----- TEXT PASSAGE -----

The blunt-talking Paladino, who has said he will take a baseball bat to Albany to change the way politicians do business there, is the most conservative Republican running statewide in New York in recent history, and is seen having little chance of building the kind of coalition a member of the GOP would need to get elected in a heavily Democratic state.

That coalition would have to include independents, moderate Democrats, unions, substantial minority backing, and a large share of the Jewish vote.

Paladino, who has said that Assembly Speaker Sheldon Silver “would fit the bill of an anti-Christ or a Hitler,” faces Attorney General Andrew Cuomo, son of three-term Democratic Gov. Mario Cuomo in November. Cuomo was nominated at the Democrats’ state convention in May and had no primary challenger.

Republicans who have fared well with Jews in recent years have been moderate on most social issues, while Paladino, an ultra-conservative, is likely to garner mostly protest votes from that community.

“Mike Bloomberg, George Pataki, even Al D’Amato was a moderate in comparison to Paladino,” said Seymour Lachman, a former Democratic state senator from Brooklyn and professor of government studies at Wagner College on Staten Island. “I don’t see 30 percent of Jews voting for Paladino in any way.”

“Here’s a guy who has more baggage than a cross-country Greyhound bus,” said Baruch College political science professor Doug Muzzio. “[The Democrats] don’t even have to do detailed opposition research on him because his public record is so devastating.”

Paladino, 64, who was CEO of his own real estate development firm before he launched his campaign, has said he will declare a state of fiscal emergency to cut government spending and would cut off welfare services to those who have lived in the state less than a year and turn some prisons into dormitories where welfare recipients could get state-sponsored jobs. He also said he would use eminent domain to seize the Manhattan land where a Muslim group wants to build a community center near Ground Zero to scuttle that project.

Paladino is pro-life and anti-gun control but somewhat moderate on gay marriage, saying he would support it voters approved it in a statewide referendum. Prior to launching his campaign Paladino acknowledged that he has a 10-year-old daughter from an extramarital affair with a former employee. (A similar situation helped derail the political career of a Staten Island Republican congressman, Vito Fossela, when it was revealed following his 2008 drunk driving arrest.) Paladino has also acknowledged forwarding sexually explicit and racially offensive e-mails to friends.

In his campaign against Lazio — a former Suffolk congressman who ran for Senate against Democrat Hillary Clinton in 2000 — which Paladino financed with an estimated $10 million of his own money, he quickly became known less for his policies than for his bombastic style, such as the baseball bat vow and his mantra of being “mad as hell” about the state of politics. In March, he compared President Obama’s health care bill to 9/11. Last October, in defending Erie County Executive Chris Collins, who had called Assembly Speaker Sheldon Silver an “anti-Christ,” Paladino said, “If I could ever describe a person who would fit the bill of an anti-Christ or a Hitler, this guy [Silver] is it.”

Criticizing the speaker for tax and spend policies that he says favor New York City over the rest of the state, Paladino reportedly said he would send Silver to Attica prison and have people along the Thruway "beat him up a little.”

“He’s such a bomb thrower, you don’t know where his bombs are going to go off,” said Muzzio of Baruch College. “Cuomo’s people have to be smiling.”

----- MATERIAL PROVIDED -----

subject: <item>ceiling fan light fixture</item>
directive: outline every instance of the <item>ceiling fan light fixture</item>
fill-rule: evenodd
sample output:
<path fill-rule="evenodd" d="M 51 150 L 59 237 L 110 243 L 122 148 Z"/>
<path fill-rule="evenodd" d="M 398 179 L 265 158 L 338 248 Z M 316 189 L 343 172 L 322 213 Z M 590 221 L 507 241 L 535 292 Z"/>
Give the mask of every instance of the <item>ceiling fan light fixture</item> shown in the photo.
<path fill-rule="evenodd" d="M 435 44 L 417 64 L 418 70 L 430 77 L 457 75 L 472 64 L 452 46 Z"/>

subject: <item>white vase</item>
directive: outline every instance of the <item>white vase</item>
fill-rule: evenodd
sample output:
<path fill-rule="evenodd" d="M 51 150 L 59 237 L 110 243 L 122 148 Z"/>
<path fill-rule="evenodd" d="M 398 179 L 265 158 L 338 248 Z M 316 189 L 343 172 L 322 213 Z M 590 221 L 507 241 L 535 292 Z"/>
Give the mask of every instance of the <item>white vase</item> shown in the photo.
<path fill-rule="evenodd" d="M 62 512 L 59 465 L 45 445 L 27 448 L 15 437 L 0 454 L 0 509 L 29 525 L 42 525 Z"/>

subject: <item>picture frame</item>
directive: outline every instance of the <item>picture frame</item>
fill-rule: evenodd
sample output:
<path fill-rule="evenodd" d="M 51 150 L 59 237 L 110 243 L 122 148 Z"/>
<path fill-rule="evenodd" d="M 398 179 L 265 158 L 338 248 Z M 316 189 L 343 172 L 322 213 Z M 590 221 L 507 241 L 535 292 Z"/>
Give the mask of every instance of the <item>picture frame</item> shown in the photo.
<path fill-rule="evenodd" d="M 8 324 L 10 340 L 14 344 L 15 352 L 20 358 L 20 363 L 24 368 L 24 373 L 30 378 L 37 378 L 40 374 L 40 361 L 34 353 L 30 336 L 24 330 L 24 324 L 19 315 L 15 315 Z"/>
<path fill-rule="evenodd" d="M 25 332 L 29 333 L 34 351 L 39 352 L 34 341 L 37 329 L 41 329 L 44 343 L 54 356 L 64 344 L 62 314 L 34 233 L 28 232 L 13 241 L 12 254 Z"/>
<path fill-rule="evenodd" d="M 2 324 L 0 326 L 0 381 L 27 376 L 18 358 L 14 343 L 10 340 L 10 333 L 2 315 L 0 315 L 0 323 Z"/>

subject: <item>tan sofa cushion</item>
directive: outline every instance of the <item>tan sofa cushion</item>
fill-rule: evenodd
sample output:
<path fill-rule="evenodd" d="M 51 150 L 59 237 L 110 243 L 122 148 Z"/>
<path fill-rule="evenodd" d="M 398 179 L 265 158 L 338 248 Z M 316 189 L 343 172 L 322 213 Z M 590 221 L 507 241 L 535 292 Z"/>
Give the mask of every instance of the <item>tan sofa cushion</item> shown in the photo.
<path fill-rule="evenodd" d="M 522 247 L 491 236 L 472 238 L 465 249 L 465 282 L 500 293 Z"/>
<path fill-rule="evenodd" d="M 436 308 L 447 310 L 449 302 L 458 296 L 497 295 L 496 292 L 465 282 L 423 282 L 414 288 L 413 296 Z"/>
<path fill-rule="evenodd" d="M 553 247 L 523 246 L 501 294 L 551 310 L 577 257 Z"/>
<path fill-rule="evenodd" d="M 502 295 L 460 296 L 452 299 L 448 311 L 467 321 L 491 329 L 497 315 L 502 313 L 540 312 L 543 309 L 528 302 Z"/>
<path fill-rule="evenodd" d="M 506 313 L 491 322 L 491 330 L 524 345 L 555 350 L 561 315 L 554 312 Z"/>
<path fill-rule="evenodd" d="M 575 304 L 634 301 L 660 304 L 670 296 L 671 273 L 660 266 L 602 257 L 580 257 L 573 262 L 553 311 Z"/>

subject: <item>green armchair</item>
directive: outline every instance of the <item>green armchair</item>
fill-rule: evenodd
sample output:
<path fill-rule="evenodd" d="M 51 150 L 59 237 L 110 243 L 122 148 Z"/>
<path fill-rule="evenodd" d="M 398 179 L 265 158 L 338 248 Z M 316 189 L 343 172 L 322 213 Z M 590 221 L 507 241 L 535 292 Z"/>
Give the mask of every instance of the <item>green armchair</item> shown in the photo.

-----

**TASKS FOR THIS EXERCISE**
A. According to the article on Paladino's statewide campaign, why is Paladino likely to draw mostly protest votes from Jewish voters? Answer in one to three sentences.
B. Extend the article on Paladino's statewide campaign, picking up after its final sentence.

**RESPONSE LIST**
A. Republicans who have done well with Jewish voters in recent years have been moderate on most social issues. Paladino, by contrast, is an ultra-conservative, so he is likely to win mostly protest votes from that community.

B.
It’s unclear how much resources the national or state Republican Party will invest in the race. Locally, the GOP has a far better shot at recapturing the soon-to-be vacant attorney general’s office, with Staten Island District Attorney Daniel Donovan facing Manhattan State Sen. Eric Schneiderman, who barely won Tuesday’s primary against four opponents.

The Republican Jewish Coalition declined to comment on the record about Paladino on Thursday.

Jeff Weisenfeld, a former aide to Republican Governor Pataki and a Jewish GOP activist, said on Thursday that Paladino’s style didn’t necessarily rule out his appeal to those upset with the status quo after four years of stormy, scandal-plagued Democrat control of the statehouse under two governors.

“I don’t know what will happen, but I can tell you anything can happen,” said Weisenfeld, who is now an investment broker. “The tasteless joke that [Paladino] e-mailed showing natives on the African continent doing a tribal dance with a caption that said Obama inaugural rehearsal was an offensive thing to do, but guess what? With the public’s intense anger and particularly the buyer’s remorse in the Jewish community [for supporting Obama], you don’t know what can happen.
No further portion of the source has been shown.